(Saved data entries)

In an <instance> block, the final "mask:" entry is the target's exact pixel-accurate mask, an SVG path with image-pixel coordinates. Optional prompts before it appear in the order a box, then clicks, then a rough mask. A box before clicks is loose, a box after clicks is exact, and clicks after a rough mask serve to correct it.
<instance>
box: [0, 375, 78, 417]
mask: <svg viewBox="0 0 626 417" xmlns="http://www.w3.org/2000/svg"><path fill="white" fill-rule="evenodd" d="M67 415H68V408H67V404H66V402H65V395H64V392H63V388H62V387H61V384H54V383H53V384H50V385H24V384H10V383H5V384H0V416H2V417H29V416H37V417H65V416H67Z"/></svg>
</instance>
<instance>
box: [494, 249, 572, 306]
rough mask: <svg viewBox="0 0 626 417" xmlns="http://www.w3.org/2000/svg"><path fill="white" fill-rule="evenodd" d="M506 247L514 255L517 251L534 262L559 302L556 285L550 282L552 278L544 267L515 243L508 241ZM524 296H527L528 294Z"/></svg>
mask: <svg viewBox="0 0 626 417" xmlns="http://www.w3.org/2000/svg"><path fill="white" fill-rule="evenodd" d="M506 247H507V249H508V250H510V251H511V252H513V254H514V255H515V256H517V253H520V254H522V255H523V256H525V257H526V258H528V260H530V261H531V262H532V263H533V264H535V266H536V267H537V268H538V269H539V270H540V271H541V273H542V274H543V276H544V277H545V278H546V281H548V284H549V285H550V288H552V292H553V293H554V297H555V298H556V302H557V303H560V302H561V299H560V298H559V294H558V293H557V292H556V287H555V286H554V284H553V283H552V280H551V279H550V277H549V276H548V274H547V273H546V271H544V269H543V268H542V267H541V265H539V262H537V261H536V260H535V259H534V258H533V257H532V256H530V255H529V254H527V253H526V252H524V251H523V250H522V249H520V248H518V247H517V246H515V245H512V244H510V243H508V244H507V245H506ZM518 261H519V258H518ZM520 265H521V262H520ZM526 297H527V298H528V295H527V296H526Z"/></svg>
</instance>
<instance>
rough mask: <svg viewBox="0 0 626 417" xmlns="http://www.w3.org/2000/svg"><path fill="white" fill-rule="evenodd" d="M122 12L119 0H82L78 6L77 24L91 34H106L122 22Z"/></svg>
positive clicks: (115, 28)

--

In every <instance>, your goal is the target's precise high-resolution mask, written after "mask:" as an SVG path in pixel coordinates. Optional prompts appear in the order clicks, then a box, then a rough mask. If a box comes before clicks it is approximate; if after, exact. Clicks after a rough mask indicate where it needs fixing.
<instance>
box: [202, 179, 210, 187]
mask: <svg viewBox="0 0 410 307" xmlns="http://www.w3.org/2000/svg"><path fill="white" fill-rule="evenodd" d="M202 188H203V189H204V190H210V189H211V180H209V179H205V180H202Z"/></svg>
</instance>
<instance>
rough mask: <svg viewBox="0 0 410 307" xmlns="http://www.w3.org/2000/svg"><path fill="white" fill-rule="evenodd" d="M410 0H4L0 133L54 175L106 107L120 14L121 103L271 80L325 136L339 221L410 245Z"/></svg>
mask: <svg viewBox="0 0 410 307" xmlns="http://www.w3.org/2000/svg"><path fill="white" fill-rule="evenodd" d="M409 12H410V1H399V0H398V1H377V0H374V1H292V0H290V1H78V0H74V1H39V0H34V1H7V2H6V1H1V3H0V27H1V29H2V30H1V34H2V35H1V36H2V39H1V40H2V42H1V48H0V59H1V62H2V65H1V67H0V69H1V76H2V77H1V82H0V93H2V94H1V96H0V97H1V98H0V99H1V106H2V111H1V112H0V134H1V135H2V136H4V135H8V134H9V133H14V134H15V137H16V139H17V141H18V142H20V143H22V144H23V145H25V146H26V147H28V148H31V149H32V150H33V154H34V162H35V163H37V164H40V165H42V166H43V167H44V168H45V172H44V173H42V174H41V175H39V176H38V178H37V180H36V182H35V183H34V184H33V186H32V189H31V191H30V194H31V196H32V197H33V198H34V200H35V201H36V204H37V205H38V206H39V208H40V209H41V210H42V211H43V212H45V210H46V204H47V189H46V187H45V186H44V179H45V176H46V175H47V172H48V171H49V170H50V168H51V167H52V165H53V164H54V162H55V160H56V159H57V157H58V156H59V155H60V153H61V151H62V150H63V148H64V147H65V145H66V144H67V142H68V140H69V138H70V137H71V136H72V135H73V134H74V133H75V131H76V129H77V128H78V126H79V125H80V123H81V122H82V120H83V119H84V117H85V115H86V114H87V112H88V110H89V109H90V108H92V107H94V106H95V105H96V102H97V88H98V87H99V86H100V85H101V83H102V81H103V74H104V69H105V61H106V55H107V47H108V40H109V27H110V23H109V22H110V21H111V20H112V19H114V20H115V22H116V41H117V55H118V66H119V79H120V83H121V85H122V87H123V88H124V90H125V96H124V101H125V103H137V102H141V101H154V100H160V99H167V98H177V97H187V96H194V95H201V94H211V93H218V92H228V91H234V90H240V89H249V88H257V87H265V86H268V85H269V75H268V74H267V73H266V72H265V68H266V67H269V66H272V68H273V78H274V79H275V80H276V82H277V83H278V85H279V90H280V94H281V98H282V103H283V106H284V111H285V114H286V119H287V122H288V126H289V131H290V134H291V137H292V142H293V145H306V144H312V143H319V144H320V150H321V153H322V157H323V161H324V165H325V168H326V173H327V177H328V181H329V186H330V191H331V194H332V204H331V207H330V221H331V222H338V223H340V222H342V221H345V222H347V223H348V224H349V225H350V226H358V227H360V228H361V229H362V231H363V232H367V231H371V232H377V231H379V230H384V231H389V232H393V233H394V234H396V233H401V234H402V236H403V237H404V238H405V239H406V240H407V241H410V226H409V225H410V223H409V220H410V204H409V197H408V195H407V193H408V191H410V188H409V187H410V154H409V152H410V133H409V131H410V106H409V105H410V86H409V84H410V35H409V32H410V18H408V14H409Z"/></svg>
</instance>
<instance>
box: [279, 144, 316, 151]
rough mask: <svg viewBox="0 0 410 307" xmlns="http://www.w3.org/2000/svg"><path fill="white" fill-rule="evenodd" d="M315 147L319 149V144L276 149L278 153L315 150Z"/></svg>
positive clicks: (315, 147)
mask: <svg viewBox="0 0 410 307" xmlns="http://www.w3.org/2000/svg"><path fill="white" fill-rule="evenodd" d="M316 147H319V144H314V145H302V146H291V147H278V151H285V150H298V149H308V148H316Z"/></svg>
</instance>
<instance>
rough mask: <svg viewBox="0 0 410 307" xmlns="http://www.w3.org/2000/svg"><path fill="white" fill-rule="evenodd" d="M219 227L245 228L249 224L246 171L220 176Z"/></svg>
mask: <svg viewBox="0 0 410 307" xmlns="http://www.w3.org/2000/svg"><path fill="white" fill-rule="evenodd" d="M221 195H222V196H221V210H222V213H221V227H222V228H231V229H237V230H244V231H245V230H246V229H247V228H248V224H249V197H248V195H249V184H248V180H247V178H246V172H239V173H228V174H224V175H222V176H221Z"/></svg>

==

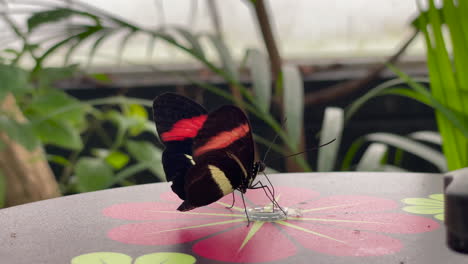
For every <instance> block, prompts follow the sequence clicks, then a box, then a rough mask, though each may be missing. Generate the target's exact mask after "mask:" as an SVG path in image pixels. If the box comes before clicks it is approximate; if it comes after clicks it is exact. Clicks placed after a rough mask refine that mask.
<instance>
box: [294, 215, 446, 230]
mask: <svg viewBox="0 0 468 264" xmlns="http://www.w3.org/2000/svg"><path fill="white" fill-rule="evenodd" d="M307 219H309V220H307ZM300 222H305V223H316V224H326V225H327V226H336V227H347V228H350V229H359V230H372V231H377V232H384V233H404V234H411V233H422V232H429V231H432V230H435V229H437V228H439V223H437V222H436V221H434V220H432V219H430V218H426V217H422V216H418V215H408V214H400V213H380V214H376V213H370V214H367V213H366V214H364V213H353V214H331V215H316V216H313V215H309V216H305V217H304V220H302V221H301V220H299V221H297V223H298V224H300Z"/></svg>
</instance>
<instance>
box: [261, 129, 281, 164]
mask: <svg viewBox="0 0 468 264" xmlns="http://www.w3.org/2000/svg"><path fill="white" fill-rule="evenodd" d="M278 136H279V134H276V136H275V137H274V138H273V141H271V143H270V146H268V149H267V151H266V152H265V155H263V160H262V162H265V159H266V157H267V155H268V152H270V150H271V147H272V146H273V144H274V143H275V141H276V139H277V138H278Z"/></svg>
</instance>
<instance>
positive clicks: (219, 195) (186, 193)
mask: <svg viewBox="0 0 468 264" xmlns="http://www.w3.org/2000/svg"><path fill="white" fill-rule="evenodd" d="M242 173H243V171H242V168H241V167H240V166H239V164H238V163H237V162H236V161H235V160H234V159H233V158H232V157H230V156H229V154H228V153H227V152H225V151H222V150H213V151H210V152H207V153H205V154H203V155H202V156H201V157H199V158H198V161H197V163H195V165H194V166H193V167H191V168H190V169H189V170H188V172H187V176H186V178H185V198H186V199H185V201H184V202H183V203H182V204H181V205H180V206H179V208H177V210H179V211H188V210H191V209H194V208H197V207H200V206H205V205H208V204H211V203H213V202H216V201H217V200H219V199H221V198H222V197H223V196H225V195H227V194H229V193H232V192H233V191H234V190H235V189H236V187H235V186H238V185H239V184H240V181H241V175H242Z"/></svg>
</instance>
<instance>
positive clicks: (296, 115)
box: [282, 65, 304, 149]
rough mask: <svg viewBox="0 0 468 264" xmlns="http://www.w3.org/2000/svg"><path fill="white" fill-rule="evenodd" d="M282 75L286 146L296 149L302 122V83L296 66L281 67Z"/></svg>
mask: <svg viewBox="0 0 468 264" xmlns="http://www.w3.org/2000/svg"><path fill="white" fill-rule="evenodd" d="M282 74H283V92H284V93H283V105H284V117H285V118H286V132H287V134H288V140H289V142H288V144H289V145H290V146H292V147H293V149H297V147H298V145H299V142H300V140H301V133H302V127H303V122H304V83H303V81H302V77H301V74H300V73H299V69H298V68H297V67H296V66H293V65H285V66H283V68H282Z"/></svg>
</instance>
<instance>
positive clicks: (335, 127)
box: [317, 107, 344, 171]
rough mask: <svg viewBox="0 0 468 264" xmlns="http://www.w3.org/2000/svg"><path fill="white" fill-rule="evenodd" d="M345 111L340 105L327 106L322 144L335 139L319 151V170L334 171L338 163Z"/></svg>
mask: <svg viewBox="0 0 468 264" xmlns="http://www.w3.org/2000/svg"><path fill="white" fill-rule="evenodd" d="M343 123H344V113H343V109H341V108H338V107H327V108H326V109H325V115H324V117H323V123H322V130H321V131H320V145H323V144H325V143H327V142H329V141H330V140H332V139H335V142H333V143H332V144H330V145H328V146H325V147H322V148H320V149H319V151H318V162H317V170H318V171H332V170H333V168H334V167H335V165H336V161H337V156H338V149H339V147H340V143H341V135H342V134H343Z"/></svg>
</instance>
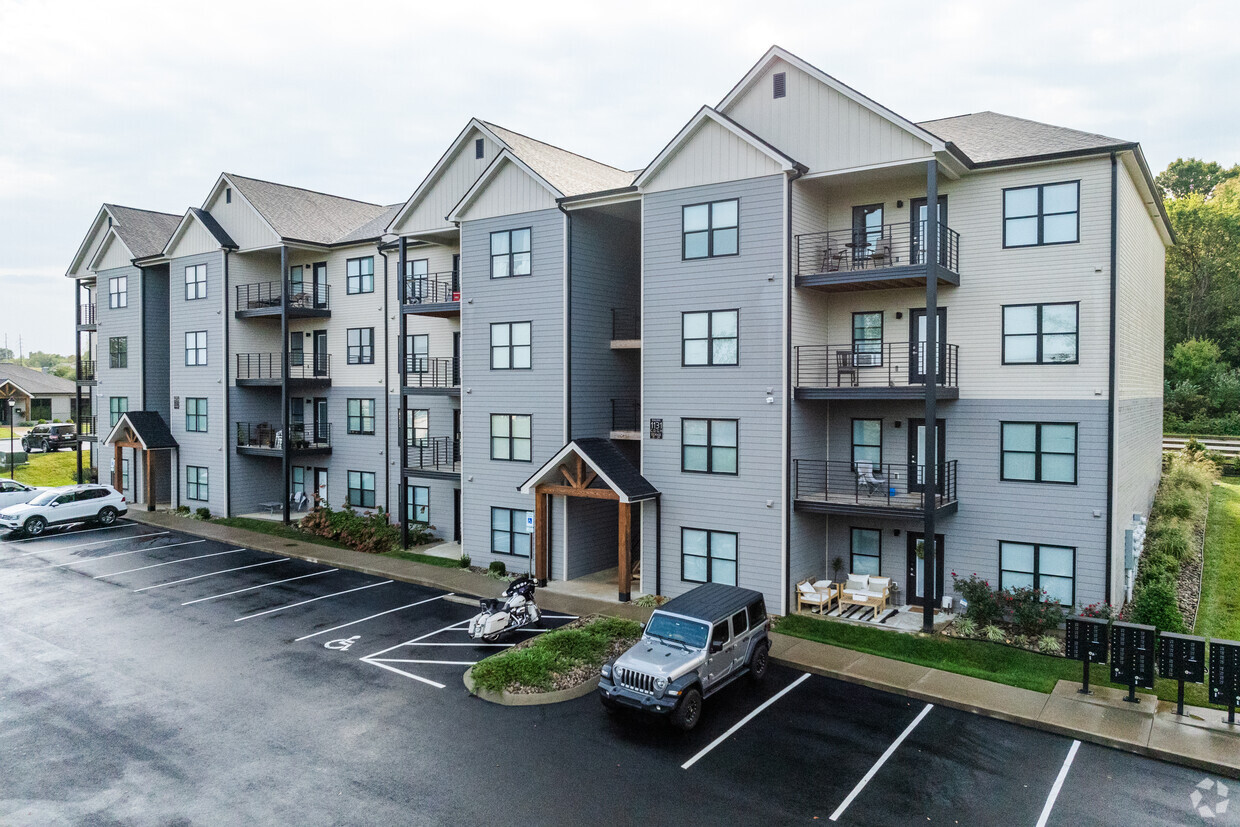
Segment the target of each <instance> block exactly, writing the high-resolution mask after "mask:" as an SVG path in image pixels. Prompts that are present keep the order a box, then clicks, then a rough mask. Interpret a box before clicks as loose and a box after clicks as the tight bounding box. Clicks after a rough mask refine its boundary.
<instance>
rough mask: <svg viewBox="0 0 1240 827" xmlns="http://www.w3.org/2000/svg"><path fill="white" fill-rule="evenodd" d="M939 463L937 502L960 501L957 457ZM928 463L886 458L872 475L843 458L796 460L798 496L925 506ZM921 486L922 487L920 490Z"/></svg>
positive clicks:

## What you will do
Each line of the data in which the string "Optional" appears needs to be copied.

## Output of the exercise
In an <instance> block, the final "mask:" entry is the target's exact pixel-accurate mask, an SVG path with image-pixel coordinates. Optional prompts before it appear in the order a box, then clicks, then a rough mask. A box before clicks is loose, a box after clicks is exact, and clicks after a rough mask serve to correct it.
In every <instance>, your goal is the target's precise high-resolution mask, written after "mask:" as an SVG path in pixel coordinates. Optional prompts appear in the order clicks, then a box, then a rough mask. If a box comes before clicks it is approximate; if after, exact. Clicks after a rough mask indicate where it needs fixing.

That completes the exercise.